(Stored data entries)
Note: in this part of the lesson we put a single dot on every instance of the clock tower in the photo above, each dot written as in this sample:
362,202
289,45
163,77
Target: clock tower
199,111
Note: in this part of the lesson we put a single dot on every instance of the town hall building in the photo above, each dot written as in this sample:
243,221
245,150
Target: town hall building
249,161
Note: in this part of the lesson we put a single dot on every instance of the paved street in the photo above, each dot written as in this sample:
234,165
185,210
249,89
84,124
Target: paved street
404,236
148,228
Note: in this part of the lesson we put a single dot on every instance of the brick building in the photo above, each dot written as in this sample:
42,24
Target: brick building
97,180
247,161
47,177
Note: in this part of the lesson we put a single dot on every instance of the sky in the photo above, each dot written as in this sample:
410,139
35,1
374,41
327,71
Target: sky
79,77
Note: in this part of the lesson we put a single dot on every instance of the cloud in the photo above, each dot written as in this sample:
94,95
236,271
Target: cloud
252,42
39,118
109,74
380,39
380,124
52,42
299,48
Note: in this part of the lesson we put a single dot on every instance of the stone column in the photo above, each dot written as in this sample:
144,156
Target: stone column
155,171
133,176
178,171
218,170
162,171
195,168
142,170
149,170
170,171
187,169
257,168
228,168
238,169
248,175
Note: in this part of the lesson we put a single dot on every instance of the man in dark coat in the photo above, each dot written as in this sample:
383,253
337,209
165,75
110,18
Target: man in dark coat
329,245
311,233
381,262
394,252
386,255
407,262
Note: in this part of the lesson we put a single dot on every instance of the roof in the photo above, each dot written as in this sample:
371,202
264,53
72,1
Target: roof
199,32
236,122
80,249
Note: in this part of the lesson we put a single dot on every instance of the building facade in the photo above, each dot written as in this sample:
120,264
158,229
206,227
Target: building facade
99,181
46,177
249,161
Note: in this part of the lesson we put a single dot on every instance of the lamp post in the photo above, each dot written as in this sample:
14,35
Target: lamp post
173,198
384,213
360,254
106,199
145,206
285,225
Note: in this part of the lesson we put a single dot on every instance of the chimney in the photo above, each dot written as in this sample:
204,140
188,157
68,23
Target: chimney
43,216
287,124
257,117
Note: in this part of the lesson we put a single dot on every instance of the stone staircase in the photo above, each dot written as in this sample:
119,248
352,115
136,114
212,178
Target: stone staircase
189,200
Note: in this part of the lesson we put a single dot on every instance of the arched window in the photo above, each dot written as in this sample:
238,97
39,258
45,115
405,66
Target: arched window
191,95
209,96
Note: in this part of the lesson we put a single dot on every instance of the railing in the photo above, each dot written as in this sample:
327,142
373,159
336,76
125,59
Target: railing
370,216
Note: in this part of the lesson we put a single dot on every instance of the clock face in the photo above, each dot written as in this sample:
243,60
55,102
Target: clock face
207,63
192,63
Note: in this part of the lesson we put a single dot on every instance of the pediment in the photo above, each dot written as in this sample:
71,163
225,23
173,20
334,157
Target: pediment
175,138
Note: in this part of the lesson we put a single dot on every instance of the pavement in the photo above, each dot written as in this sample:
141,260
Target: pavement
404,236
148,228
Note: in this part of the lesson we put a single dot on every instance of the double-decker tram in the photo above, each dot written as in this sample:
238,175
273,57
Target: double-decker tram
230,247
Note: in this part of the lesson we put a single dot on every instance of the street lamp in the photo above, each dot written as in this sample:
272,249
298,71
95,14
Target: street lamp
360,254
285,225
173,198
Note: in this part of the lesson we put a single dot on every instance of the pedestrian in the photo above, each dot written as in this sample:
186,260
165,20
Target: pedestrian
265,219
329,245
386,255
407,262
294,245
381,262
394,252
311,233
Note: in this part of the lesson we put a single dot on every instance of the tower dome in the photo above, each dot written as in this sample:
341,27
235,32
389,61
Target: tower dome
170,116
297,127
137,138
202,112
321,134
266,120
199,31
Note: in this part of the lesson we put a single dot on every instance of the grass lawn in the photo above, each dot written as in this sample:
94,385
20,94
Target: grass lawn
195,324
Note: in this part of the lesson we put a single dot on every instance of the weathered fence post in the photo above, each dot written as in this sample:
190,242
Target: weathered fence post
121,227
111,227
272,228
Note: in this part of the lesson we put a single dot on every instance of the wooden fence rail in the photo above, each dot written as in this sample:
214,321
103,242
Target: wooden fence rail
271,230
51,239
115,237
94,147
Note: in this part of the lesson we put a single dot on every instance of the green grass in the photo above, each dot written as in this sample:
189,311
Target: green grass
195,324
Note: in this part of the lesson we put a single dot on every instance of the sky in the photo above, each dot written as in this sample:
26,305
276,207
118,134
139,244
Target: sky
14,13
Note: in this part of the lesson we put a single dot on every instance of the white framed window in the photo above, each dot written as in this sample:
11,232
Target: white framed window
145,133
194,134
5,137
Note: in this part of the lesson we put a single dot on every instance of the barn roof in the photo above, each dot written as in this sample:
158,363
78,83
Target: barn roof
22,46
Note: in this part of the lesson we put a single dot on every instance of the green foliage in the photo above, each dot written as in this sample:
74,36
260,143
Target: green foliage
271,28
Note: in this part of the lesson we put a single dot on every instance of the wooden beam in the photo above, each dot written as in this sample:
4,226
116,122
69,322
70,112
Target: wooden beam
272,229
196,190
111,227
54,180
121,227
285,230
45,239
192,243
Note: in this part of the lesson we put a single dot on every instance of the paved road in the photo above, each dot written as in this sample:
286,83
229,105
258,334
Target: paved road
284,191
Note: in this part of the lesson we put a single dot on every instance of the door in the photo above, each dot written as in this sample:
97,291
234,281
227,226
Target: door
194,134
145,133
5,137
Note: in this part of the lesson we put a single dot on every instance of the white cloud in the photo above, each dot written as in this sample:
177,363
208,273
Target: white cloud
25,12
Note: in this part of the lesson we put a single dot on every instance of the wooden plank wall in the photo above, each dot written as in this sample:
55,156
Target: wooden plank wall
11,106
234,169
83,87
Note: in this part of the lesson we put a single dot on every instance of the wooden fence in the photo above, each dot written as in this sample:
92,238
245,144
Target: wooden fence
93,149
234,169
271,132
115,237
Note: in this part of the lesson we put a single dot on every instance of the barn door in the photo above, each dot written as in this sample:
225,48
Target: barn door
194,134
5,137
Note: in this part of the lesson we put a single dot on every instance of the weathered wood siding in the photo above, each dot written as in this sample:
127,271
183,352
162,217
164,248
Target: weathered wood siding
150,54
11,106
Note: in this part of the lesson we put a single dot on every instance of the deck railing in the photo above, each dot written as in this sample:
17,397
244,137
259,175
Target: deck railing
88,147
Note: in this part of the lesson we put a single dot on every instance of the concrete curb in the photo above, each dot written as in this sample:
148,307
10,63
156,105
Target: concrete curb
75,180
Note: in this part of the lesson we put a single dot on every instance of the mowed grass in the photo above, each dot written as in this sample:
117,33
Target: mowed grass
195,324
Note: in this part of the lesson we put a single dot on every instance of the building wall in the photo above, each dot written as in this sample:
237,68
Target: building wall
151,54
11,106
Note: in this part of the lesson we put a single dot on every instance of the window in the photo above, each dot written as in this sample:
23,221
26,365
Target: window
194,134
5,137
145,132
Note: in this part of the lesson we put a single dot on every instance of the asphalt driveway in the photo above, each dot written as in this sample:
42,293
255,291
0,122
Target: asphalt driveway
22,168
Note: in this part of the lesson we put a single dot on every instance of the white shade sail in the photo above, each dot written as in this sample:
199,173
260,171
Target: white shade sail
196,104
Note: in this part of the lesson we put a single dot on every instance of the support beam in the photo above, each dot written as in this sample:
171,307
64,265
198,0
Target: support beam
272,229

## [Your task]
The required output is the complete set of records, reproduced exactly.

## [Task response]
Note: in this part of the lesson we put a single dot on every instance of the clock tower in the photo above, each dot written as in this sample:
362,202
289,45
163,77
Target: clock tower
199,111
Note: in this part of the lesson we put a single dot on every instance of the town hall building in the photo above, each dot written as in this sample:
243,221
245,150
Target: town hall building
249,161
Note: in this part of the lesson we put a single dot on every instance of the paved street in the photo above, each dot written as in this sample:
234,165
185,210
249,89
84,124
Target: paved street
404,236
148,228
Note: in this part of the lesson we put a single dot on every instance of the brick building in the photo above, each dot written as in this sample:
42,24
Target: brick building
97,180
247,161
47,177
Note: in this part of the lesson we put a single dot on every instance of the sky in the photo above, each dot written as in this sample:
410,139
35,1
374,41
327,71
Target: sky
79,77
Note: in this part of the lesson we put a single dot on every instance of the cloud in the photo above, each dot written as in this sample:
94,95
236,271
Target: cloud
252,42
39,118
109,74
380,39
380,124
52,42
299,48
Note: in this part of the lesson we put a single dot on every instance of the stone column in the photo above, each dot written as in this sample:
144,156
Target: stone column
155,171
133,176
178,171
218,170
162,171
195,168
142,170
149,170
170,171
187,169
257,168
228,168
238,169
248,175
Note: in this part of the lesson we put a single dot on every instance of the man in dark coat in the photo above, each dot written as in this sample:
383,253
337,209
165,75
110,18
Target: man in dark coat
329,245
311,233
381,262
394,252
386,255
407,262
Note: in this part of the lesson we put a single dot on every instance of the roof in the photo above, each dot written as in this sample:
371,202
264,53
72,1
Target: roof
199,32
236,122
80,249
Note: in this part of the lesson we put a single dot on every instance of the building facade in the photo above, each dot written as in this sample:
120,264
158,229
206,227
Target: building facade
99,181
46,177
249,161
Note: in this part of the lesson we put a single dot on every instance of the lamp post in the photo above, each dot written as in this sample:
14,35
Target: lamp post
173,198
384,213
360,254
106,199
145,206
285,225
Note: in this part of the lesson we put a single dot on every instance of the chimney in the photo above, each dot written as in this sample:
204,140
188,157
68,23
Target: chimney
43,216
287,124
257,117
Note: in this part of the lesson we put a single dot on every instance of the stone staircase in the photo above, each dot written as in this sample:
119,248
352,115
136,114
212,178
Target: stone staircase
189,200
Note: in this part of the lesson we put a single dot on every instance of the arched window in the photo above, each dot written as in this sample:
238,97
39,258
45,115
405,66
Target: arched window
191,95
209,96
Note: in this part of the lesson we put a single dot on every instance of the railing in the photo above, each dot written as in this sample:
327,142
373,159
336,76
125,59
Target: railing
370,216
Note: in this part of the lesson we put a single dot on every instance of the clock face in the photo above, each dot written as in this sample:
243,60
55,102
Target: clock face
207,63
192,63
Note: in this part of the lesson we put a single dot on every instance of the pediment in the photo above, each dot written as in this sample:
71,163
225,23
173,20
334,157
Target: pediment
175,138
Note: in this part of the lesson we put a single dot on every instance of the pavement in the photo above, each dot written as in this sample:
141,260
Target: pavement
404,236
148,228
Note: in this part of the lesson we put a single dot on every instance of the double-decker tram in the photo above, each dot written as in this sample:
238,175
273,57
Target: double-decker tram
230,247
Note: in this part of the lesson we put a single dot on every instance of the street lamp in the photo above, each dot written as in this sample:
272,249
298,71
95,14
Target: street lamp
360,254
285,225
173,198
Note: in this part of the lesson we put a single dot on every instance of the pedestrian in the photo above, each dot written as in this sample:
186,260
165,20
Target: pedestrian
265,219
329,245
386,255
407,262
294,245
381,262
394,252
311,233
Note: in this part of the lesson we put a single dot on every instance of the tower dome in the photo above, each dot written as in this sample:
341,27
235,32
389,61
Target: tower dome
170,116
297,127
137,138
202,112
321,134
266,120
199,31
Note: in this part of the lesson we put a single dot on every instance of the grass lawn in the photo above, each dot written as in this sample:
94,385
20,94
Target: grass lawn
195,324
Note: in this part of the lesson we put a single dot on every instance of the weathered fence post in the photo above, each dot written as in this sample:
190,242
Target: weathered fence post
121,227
111,227
272,228
Note: in this part of the lesson we put a single dot on every instance of the wooden fence rail in the photo above, each dot written as in this sample:
214,321
103,242
Target: wooden fence rail
271,230
51,239
115,237
94,147
Note: in this part of the lesson we put a single dot on every instance of the green grass in the photo above, each dot written as in this sample:
189,311
Target: green grass
195,324
Note: in this part of the lesson we put a single dot on every instance of the sky in the photo above, each dot written as in this sample:
26,305
276,207
118,134
139,244
Target: sky
14,13
Note: in this part of the lesson we put a single dot on every instance of the white framed window in the photo above, each dot written as in this sample:
11,232
Target: white framed window
145,133
194,134
5,137
Note: in this part of the lesson we put a single dot on every instance of the barn roof in the photo above, each dot written as in this sample:
158,363
78,83
Target: barn roof
22,46
Note: in this part of the lesson we put a single dot on every instance of the green foliage in the photo above, each dot written as in this sample:
74,36
260,143
Target: green foliage
271,28
Note: in this part of the lesson we put a single dot on every instance of the wooden beam in the photo above, each dot written as in this sample:
4,226
116,122
69,322
70,112
Target: wooden beam
272,229
196,190
111,227
54,180
121,227
285,230
45,239
192,243
Note: in this part of the lesson we put a single dot on every instance of the paved road in the photo above, each dot written as in this sample:
286,83
229,105
258,334
Target: paved road
284,191
Note: in this part of the lesson we put a single dot on every instance of the door in the photo above, each dot written as in this sample:
97,291
234,281
227,226
Target: door
194,134
145,133
5,137
Note: in this part of the lesson we put a single dot on every instance of the white cloud in the photo above, each dot written as in this sample:
177,363
208,273
Target: white cloud
25,12
Note: in this part of the lesson we put a single dot on every instance of the wooden plank wall in the photo above, each dot written as in this sample:
55,156
Target: wooden plank wall
11,106
234,169
83,87
Note: in this part of the lesson we put a single dot on every instance of the wooden fence in the photo above, each dot written as in this sample:
92,238
245,144
Target: wooden fence
93,149
234,169
271,132
115,237
Note: in this part of the lesson we put a single dot on every instance of the barn door in the photo above, each dot written as in this sample:
225,48
Target: barn door
194,134
5,137
Note: in this part of the lesson we put a single dot on every instance of the weathered wood siding in the photo above, each dot written as in this sample:
127,271
183,352
162,217
164,248
Target: weathered wood siding
150,54
11,106
Note: in this part of the lesson we put a single dot on every instance of the deck railing in the photo above, each dot written as in this sample:
17,397
244,137
259,175
Target: deck railing
88,147
Note: in this part of the lesson we put a single dot on every instance of the concrete curb in the photo above, each dot written as in this sample:
148,307
10,63
156,105
Target: concrete curb
75,180
Note: in this part of the lesson we put a single dot on every instance of the mowed grass in the photo above, each dot written as in this sample:
117,33
Target: mowed grass
195,324
Note: in this part of the lesson we put a single dot on every instance of the building wall in the photo above, each dot written as in this sample:
237,68
Target: building wall
151,54
11,106
Note: in this part of the lesson we put a single dot on every instance of the window in the photo above, each dot written as in this sample:
23,221
26,365
Target: window
194,134
5,137
145,132
Note: in this part of the lesson we put a single dot on every instance of the asphalt driveway in the photo above, each dot written as in this sample:
42,293
255,291
0,122
Target: asphalt driveway
22,168
Note: in this part of the lesson we put a single dot on every instance of the white shade sail in the photo above, each dot written as in this sample:
199,173
260,171
Target: white shade sail
196,104
Note: in this part of the lesson we put a single dot on every instance of the support beam in the photo above, each dot written as in this sample:
171,307
64,265
198,0
Target: support beam
272,229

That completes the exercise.